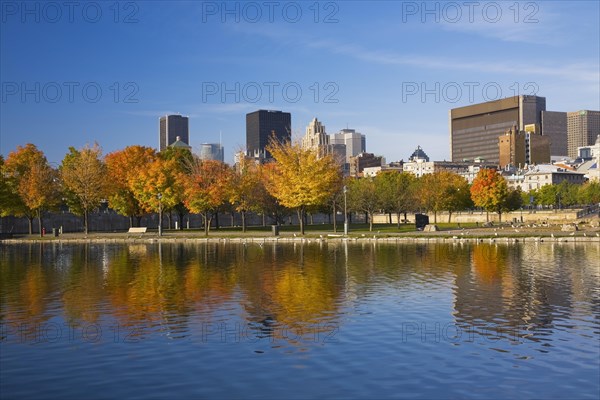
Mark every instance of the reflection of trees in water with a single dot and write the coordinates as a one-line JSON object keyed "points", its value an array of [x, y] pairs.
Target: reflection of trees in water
{"points": [[522, 298], [294, 291], [24, 288]]}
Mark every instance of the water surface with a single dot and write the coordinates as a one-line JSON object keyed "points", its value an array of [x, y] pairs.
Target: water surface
{"points": [[312, 320]]}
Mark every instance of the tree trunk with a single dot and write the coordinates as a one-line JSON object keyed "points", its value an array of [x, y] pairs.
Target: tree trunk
{"points": [[39, 213], [334, 219], [85, 222], [301, 219], [181, 214], [207, 222]]}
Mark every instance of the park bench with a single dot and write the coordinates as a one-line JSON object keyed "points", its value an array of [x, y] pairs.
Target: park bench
{"points": [[140, 230]]}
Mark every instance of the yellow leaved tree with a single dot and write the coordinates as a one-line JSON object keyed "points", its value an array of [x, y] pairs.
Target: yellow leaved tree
{"points": [[301, 178]]}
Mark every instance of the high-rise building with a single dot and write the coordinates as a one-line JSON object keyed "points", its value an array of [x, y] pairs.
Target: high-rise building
{"points": [[554, 127], [355, 142], [474, 129], [261, 125], [364, 160], [582, 129], [518, 148], [316, 138], [170, 127], [211, 151], [418, 154], [511, 148]]}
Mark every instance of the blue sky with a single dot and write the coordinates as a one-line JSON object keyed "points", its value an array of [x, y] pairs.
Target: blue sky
{"points": [[106, 71]]}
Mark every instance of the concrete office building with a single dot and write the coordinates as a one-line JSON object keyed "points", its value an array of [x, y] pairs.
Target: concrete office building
{"points": [[519, 148], [582, 129], [364, 160], [355, 142], [474, 129], [211, 151], [554, 127], [316, 138], [261, 125], [170, 127]]}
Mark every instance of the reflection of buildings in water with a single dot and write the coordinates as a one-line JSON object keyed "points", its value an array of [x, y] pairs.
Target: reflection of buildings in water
{"points": [[293, 290], [508, 286]]}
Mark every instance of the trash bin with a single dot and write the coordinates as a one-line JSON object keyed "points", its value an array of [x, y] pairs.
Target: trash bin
{"points": [[421, 221]]}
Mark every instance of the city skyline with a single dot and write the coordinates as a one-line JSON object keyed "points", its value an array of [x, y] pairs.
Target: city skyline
{"points": [[69, 89]]}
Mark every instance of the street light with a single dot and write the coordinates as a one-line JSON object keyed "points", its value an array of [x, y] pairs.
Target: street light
{"points": [[345, 212], [159, 214]]}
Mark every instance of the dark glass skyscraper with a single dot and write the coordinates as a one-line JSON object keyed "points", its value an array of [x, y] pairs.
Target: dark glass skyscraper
{"points": [[260, 125], [474, 129], [171, 126]]}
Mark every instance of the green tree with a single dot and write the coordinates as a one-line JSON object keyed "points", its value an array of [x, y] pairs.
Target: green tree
{"points": [[158, 187], [246, 188], [442, 191], [184, 160], [548, 195], [123, 168], [301, 179], [30, 184], [84, 177], [456, 194], [490, 192], [589, 193], [397, 192], [363, 196], [206, 189]]}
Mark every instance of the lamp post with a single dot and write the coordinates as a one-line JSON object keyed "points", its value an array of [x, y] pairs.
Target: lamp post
{"points": [[345, 212], [159, 214]]}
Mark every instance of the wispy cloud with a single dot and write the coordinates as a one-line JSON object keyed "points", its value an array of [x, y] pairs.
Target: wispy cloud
{"points": [[582, 71]]}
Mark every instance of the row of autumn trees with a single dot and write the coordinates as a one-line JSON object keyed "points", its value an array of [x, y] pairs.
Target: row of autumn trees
{"points": [[137, 180]]}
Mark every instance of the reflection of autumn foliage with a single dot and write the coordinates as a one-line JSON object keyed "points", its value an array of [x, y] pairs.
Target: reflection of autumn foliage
{"points": [[143, 288], [24, 292], [83, 293], [489, 262]]}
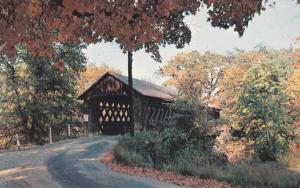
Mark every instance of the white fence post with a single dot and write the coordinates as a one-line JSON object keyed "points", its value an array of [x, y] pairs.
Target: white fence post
{"points": [[50, 135], [69, 130], [18, 142]]}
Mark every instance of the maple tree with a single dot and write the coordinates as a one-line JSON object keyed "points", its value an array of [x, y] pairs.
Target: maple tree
{"points": [[133, 24]]}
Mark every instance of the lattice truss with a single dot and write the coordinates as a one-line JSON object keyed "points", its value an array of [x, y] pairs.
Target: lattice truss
{"points": [[114, 112]]}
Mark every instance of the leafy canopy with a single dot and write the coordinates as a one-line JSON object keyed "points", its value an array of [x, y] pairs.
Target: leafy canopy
{"points": [[133, 24]]}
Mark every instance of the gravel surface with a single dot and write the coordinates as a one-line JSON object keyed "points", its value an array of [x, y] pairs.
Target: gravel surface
{"points": [[71, 164]]}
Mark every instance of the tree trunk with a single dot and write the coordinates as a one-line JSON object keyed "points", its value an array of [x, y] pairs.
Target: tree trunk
{"points": [[130, 94]]}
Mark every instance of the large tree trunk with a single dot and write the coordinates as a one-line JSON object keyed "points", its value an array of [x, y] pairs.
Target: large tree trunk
{"points": [[130, 94]]}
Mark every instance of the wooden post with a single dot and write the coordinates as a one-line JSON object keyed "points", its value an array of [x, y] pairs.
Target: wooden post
{"points": [[50, 135], [69, 130], [130, 94], [18, 142]]}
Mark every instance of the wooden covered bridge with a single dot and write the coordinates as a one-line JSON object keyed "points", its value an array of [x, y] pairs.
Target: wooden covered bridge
{"points": [[107, 104]]}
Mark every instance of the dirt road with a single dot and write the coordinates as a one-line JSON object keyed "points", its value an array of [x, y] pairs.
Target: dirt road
{"points": [[71, 164]]}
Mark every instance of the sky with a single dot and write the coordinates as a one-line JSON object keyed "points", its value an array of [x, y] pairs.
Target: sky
{"points": [[277, 27]]}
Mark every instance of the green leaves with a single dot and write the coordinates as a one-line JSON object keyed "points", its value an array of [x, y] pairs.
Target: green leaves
{"points": [[35, 95], [265, 120]]}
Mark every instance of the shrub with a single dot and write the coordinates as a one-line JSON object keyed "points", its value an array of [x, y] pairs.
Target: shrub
{"points": [[264, 118]]}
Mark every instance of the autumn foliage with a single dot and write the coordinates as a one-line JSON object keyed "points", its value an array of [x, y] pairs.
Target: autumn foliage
{"points": [[133, 24]]}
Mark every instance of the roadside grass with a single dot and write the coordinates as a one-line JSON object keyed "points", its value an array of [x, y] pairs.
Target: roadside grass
{"points": [[132, 152], [294, 159]]}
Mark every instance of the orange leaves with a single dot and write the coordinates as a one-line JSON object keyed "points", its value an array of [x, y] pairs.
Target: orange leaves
{"points": [[59, 65], [33, 8]]}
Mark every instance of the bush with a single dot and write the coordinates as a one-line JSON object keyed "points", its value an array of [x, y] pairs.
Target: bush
{"points": [[264, 118]]}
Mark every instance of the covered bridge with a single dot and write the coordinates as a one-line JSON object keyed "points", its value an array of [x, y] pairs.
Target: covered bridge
{"points": [[106, 103]]}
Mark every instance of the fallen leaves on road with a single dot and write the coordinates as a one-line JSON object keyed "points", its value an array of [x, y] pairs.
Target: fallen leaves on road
{"points": [[166, 176]]}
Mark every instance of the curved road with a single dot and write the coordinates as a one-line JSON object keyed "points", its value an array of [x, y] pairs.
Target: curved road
{"points": [[70, 164]]}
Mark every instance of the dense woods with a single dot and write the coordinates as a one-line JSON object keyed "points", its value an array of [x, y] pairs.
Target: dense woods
{"points": [[258, 93], [43, 68]]}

_ _ _ _ _ _ _

Pictures stay out, but everything else in the records must be output exactly.

Mark every instance of the reflection of trees in water with a single dot and write the coordinates as a one-line JSON object keyed "points", its value an array of [x, y] pairs.
Target: reflection of trees in water
{"points": [[522, 298], [294, 291], [24, 288]]}
Mark every instance of the water surface with a single dot and write the coordinates as a one-line JSON object keyed "points", its value an array of [x, y] pairs.
Target: water surface
{"points": [[312, 320]]}
Mark every instance of the tree trunk with a single dot and write the coordinates as a one-line JSON object keyed "points", its value an array of [x, y] pairs.
Target: tree trunk
{"points": [[39, 213], [334, 219], [85, 222], [301, 219], [181, 214], [207, 222]]}
Mark every instance of the park bench with a single dot and write the coordinates as a one-line JSON object keyed "points", its value an array of [x, y] pairs.
Target: park bench
{"points": [[140, 230]]}
Mark every instance of the yellow leaved tree with a single dot and write the coordinates as a one-line JSON object keyed "points", its value an array of [x, y] pairs.
Target: yellow leaved tree
{"points": [[301, 178]]}
Mark every instance of the high-rise building with a single dot and write the coordinates as a one-line JSON object keyed "points", its value an array of [x, y] pairs.
Target: high-rise building
{"points": [[554, 127], [355, 142], [474, 129], [261, 125], [364, 160], [582, 129], [518, 148], [316, 138], [170, 127], [211, 151], [418, 154], [511, 148]]}
Mark every instance of the blue sky with a single dot and write the coordinates as a one-line JSON object keyed "points", its value an array of [x, y] pairs.
Target: blue sky
{"points": [[106, 71]]}
Mark every instance of the concrete office building with a single dot and write the coordinates as a one-line JSON object keyed "points", its value an array of [x, y] pairs.
Target: concrete office building
{"points": [[519, 148], [582, 129], [364, 160], [355, 142], [474, 129], [211, 151], [554, 127], [316, 138], [261, 125], [170, 127]]}
Mark every instance of the reflection of buildings in water with a single dot and write the coordinates as a one-line JSON object keyed "points", its value an array of [x, y] pairs.
Target: reflection of buildings in water
{"points": [[293, 290], [508, 286]]}
Mark every instance of the trash bin with a single dot and write the coordinates as a one-line JSON object keyed "points", its value an array of [x, y] pairs.
Target: trash bin
{"points": [[421, 221]]}
Mark every instance of the city skyline with a single dot and write the coordinates as a one-line JSON object keyed "points", its value an array of [x, y] pairs.
Target: city skyline
{"points": [[69, 89]]}
Mark every instance of the street light with a single dot and write the coordinates as a one-line JSON object keyed "points", its value an array of [x, y] pairs.
Target: street light
{"points": [[345, 212], [159, 214]]}
Mark every instance of the dark glass skyscraper with a single dot and write the coordinates as a one-line JSON object keyed "points", its value an array of [x, y] pairs.
Target: dark glass skyscraper
{"points": [[260, 125], [474, 129], [171, 126]]}
Mark every instance of the green tree with a single dot and write the coordinates as a one-line JSON object keyed "points", its value an array of [x, y] pairs.
Target: green tree
{"points": [[158, 187], [246, 188], [442, 191], [184, 160], [548, 195], [123, 168], [301, 179], [30, 184], [84, 177], [456, 194], [490, 192], [589, 193], [397, 192], [363, 196], [206, 189]]}
Mark every instance of the lamp post with a single dot and write the coordinates as a one-line JSON object keyed "points", its value an array of [x, y] pairs.
Target: lamp post
{"points": [[345, 212], [159, 214]]}
Mark every instance of the wispy cloud with a single dot and write the coordinates as a one-line JSON object keyed "points", its value an array of [x, y] pairs.
Target: wispy cloud
{"points": [[582, 71]]}
Mark every instance of the row of autumn trees with a single dot and write the coordinates as a one-line JSON object keyed "points", its value an array of [x, y] pairs.
Target: row of autumn trees
{"points": [[137, 180]]}
Mark every instance of the reflection of autumn foliage with a single dot and write the coordinates as a one-line JSON object keyed "points", its value an array of [x, y] pairs.
Target: reflection of autumn foliage
{"points": [[143, 288], [24, 292], [83, 293], [489, 262]]}
Mark every instance of the white fence post with a single dot and write the coordinates as a one-line JSON object keyed "points", its value an array of [x, y] pairs.
Target: white fence post
{"points": [[50, 135], [69, 130], [18, 142]]}
Mark every instance of the maple tree with a single dot and write the coordinates as a one-line JSON object keyed "points", its value an array of [x, y] pairs.
Target: maple tree
{"points": [[133, 24]]}
Mark every instance of the lattice truss with a single dot and write the coordinates as a one-line JSON object keyed "points", its value an array of [x, y] pairs.
Target: lattice truss
{"points": [[114, 112]]}
Mark every instance of the leafy canopy with a single dot and write the coordinates as a one-line JSON object keyed "points", its value an array of [x, y] pairs.
Target: leafy canopy
{"points": [[133, 24]]}
Mark every instance of the gravel surface with a single dot and write the coordinates as a one-line JSON object keyed "points", its value an array of [x, y] pairs.
Target: gravel surface
{"points": [[71, 164]]}
Mark every instance of the tree trunk with a single dot and write the coordinates as a one-line JSON object keyed "points", its value an array of [x, y] pairs.
Target: tree trunk
{"points": [[130, 94]]}
Mark every instance of the large tree trunk with a single dot and write the coordinates as a one-line JSON object keyed "points", its value an array of [x, y] pairs.
Target: large tree trunk
{"points": [[130, 94]]}
Mark every instance of the wooden post with a single dot and write the coordinates as a one-line JSON object keyed "points", its value an array of [x, y] pairs.
Target: wooden post
{"points": [[50, 135], [69, 130], [130, 94], [18, 142]]}
Mark every instance of the wooden covered bridge with a single dot and write the coordinates as a one-line JSON object keyed "points", its value an array of [x, y] pairs.
Target: wooden covered bridge
{"points": [[107, 104]]}
Mark every instance of the dirt road with a single dot and write the coordinates as a one-line JSON object keyed "points", its value an array of [x, y] pairs.
Target: dirt road
{"points": [[71, 164]]}
Mark every instance of the sky with a single dot and write the coordinates as a one-line JSON object keyed "points", its value an array of [x, y] pairs.
Target: sky
{"points": [[277, 27]]}
Mark every instance of the green leaves with a single dot and write the coordinates as a one-line JSON object keyed "points", its value an array of [x, y] pairs.
Target: green leaves
{"points": [[35, 95], [265, 120]]}
Mark every instance of the shrub with a single dot and write the coordinates as a one-line JSON object keyed "points", its value an array of [x, y] pairs.
Target: shrub
{"points": [[264, 118]]}
Mark every instance of the autumn foliage with a single dot and write the coordinates as a one-line JSON object keyed "points", its value an array of [x, y] pairs.
Target: autumn foliage
{"points": [[133, 24]]}
Mark every instance of the roadside grass with a single dot and write the coordinates as a one-line JSON object keyed "points", its value an array of [x, y] pairs.
Target: roadside grass
{"points": [[132, 152], [294, 159]]}
Mark every instance of the orange leaves with a single dot and write the coordinates as a one-line JSON object keyed "points", its value an array of [x, y] pairs.
Target: orange leaves
{"points": [[59, 65], [33, 8]]}
Mark every instance of the bush with a single dot and write the coordinates as a one-line JSON object keyed "points", its value an array of [x, y] pairs.
Target: bush
{"points": [[264, 118]]}
Mark every instance of the covered bridge with a single dot and write the coordinates as a one-line JSON object keyed "points", its value an array of [x, y] pairs.
Target: covered bridge
{"points": [[106, 103]]}
Mark every instance of the fallen leaves on road with a single dot and write the coordinates as a one-line JSON object keyed "points", its value an array of [x, y] pairs.
Target: fallen leaves on road
{"points": [[166, 176]]}
Mark every instance of the curved road with a single dot and write the coordinates as a one-line JSON object keyed "points", its value an array of [x, y] pairs.
Target: curved road
{"points": [[70, 164]]}
Mark every instance of the dense woods with a single dot and write the coordinates as a one-line JSON object keyed "points", its value an array of [x, y] pairs.
Target: dense woods
{"points": [[258, 93], [43, 68]]}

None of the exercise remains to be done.